> Exercise:
Could you reproduce the lines below from the one with "181H189L181 166L167 182L168" through the one with "positive clicks: (93, 62)"? Keep both ends and add nothing.

-- Data to use follows --

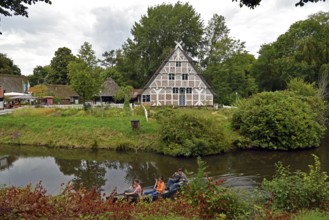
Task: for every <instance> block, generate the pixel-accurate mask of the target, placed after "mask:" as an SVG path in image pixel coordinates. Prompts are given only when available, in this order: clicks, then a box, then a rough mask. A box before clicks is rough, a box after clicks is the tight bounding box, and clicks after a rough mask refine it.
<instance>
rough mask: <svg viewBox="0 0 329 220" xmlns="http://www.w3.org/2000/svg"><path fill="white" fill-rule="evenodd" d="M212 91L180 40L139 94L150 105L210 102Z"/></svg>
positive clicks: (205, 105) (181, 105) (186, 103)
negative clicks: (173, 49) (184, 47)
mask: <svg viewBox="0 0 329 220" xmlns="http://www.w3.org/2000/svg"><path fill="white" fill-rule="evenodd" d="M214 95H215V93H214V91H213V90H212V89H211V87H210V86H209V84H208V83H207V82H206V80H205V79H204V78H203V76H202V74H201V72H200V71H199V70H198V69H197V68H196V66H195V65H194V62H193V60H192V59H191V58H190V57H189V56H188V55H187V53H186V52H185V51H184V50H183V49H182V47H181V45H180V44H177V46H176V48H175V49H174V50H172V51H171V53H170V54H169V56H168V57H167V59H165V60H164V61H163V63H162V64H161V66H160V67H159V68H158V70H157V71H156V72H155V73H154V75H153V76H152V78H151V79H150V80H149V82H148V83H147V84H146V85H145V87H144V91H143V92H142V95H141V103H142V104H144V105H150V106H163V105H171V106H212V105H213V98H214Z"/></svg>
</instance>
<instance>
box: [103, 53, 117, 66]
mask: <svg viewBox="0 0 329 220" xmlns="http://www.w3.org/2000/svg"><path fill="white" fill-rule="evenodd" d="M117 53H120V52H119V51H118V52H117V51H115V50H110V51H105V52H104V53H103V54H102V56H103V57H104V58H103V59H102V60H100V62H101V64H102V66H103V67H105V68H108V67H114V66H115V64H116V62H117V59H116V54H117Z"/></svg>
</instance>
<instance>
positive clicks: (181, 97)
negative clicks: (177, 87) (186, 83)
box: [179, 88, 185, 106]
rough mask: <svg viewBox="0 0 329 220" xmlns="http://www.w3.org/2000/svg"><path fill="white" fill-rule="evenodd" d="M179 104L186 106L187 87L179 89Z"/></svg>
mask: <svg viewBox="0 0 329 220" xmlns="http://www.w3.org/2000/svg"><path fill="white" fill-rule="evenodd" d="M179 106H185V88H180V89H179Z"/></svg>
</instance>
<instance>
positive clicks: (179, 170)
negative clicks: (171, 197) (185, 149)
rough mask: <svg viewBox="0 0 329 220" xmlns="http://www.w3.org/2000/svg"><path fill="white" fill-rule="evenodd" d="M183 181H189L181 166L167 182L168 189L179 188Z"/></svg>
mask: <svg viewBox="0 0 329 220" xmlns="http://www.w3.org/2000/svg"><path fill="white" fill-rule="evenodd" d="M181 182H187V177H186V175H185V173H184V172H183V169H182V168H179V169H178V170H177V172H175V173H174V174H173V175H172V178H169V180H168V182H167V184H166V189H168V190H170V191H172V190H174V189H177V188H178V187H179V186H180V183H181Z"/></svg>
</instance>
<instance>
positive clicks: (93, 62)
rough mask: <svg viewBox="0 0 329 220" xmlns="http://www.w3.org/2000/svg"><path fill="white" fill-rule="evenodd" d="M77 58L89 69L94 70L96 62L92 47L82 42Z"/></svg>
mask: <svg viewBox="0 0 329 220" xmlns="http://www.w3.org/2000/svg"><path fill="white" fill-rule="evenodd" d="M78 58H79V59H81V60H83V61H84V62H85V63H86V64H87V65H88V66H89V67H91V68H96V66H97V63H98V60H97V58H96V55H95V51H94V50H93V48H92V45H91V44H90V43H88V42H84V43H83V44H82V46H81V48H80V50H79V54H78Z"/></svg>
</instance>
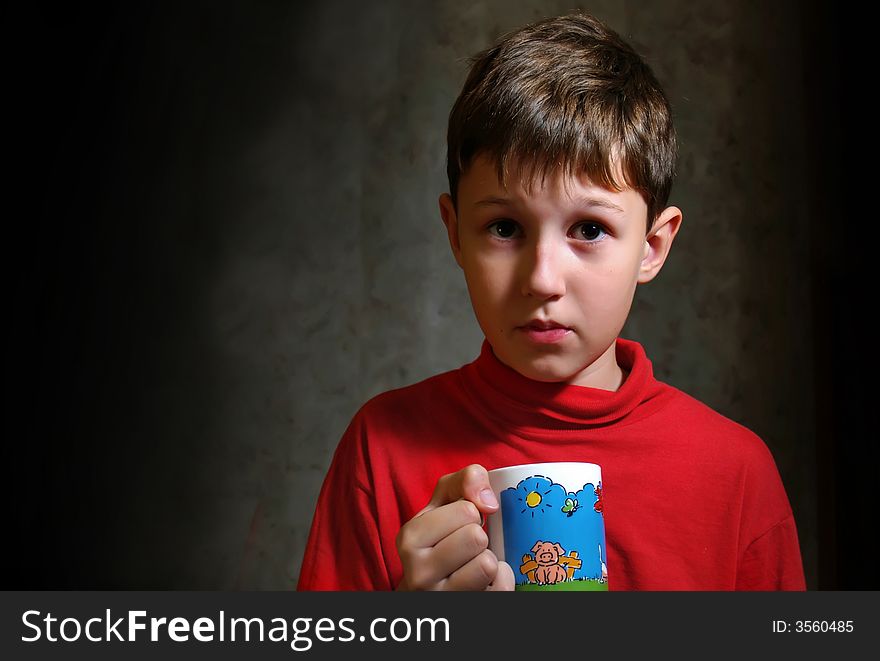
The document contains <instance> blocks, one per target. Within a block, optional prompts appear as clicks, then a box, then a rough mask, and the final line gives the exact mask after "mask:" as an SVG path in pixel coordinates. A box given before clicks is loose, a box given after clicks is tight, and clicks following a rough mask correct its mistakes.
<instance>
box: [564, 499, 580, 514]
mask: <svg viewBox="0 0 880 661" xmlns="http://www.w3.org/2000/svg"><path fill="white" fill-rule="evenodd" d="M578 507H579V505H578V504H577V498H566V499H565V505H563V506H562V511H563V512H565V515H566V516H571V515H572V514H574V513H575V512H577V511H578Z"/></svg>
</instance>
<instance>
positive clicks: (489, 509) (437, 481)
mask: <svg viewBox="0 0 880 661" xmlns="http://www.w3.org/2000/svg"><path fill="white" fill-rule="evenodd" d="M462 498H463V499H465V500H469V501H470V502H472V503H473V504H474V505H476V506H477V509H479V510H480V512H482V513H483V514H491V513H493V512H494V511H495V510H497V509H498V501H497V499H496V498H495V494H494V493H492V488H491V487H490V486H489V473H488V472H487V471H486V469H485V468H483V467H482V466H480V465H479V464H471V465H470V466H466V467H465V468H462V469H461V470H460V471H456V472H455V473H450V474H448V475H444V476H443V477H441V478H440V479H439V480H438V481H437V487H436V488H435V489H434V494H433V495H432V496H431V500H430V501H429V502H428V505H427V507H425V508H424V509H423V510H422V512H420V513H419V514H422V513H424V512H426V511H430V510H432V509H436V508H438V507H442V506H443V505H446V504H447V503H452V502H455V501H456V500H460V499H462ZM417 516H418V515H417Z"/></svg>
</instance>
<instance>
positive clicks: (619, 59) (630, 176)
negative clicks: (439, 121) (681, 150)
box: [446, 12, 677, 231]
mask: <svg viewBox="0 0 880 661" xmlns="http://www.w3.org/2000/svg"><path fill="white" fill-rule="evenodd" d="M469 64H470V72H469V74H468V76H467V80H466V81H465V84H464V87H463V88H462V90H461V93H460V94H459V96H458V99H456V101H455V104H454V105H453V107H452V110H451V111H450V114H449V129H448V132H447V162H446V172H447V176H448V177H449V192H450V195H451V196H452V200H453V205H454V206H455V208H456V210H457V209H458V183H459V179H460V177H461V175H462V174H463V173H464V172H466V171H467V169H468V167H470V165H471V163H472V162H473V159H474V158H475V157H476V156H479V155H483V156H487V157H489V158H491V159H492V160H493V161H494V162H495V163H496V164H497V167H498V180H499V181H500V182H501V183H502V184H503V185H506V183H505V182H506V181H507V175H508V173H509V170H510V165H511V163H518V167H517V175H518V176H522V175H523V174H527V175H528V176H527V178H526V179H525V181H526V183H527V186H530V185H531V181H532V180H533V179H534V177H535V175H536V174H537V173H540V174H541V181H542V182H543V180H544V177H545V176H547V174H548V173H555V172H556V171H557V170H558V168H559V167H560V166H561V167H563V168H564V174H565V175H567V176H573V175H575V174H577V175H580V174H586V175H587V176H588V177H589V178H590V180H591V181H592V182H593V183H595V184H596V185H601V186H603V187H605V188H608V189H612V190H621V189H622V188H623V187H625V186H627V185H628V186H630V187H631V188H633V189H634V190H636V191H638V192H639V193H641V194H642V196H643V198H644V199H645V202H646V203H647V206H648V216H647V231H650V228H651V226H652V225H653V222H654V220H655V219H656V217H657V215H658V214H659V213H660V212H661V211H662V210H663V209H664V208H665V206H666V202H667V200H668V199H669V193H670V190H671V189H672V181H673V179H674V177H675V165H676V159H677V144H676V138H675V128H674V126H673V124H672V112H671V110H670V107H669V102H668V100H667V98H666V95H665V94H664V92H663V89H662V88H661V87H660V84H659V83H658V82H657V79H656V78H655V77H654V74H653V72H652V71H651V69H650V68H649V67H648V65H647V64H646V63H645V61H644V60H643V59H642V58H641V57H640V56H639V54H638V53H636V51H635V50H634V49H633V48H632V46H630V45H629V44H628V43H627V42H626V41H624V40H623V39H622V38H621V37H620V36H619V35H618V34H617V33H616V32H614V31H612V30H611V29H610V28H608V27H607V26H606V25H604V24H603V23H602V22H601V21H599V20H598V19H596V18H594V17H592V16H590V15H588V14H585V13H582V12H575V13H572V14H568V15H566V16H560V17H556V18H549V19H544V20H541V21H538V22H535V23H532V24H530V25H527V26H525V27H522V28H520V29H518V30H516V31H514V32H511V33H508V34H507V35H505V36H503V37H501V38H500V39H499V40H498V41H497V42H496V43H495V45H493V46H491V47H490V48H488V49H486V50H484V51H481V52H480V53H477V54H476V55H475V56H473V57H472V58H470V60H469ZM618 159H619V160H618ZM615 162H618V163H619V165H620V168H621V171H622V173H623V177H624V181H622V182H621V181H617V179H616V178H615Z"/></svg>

-- Data to use concluded --

> Solution to the problem:
rough mask: <svg viewBox="0 0 329 220" xmlns="http://www.w3.org/2000/svg"><path fill="white" fill-rule="evenodd" d="M183 181H189L181 166L167 182L168 189L179 188Z"/></svg>
mask: <svg viewBox="0 0 329 220" xmlns="http://www.w3.org/2000/svg"><path fill="white" fill-rule="evenodd" d="M181 182H187V177H186V175H185V173H184V172H183V169H182V168H179V169H178V170H177V172H175V173H174V174H173V175H172V178H169V180H168V182H167V184H166V189H168V190H170V191H172V190H174V189H177V188H178V187H179V186H180V183H181Z"/></svg>
</instance>
<instance>
positive clicks: (93, 62)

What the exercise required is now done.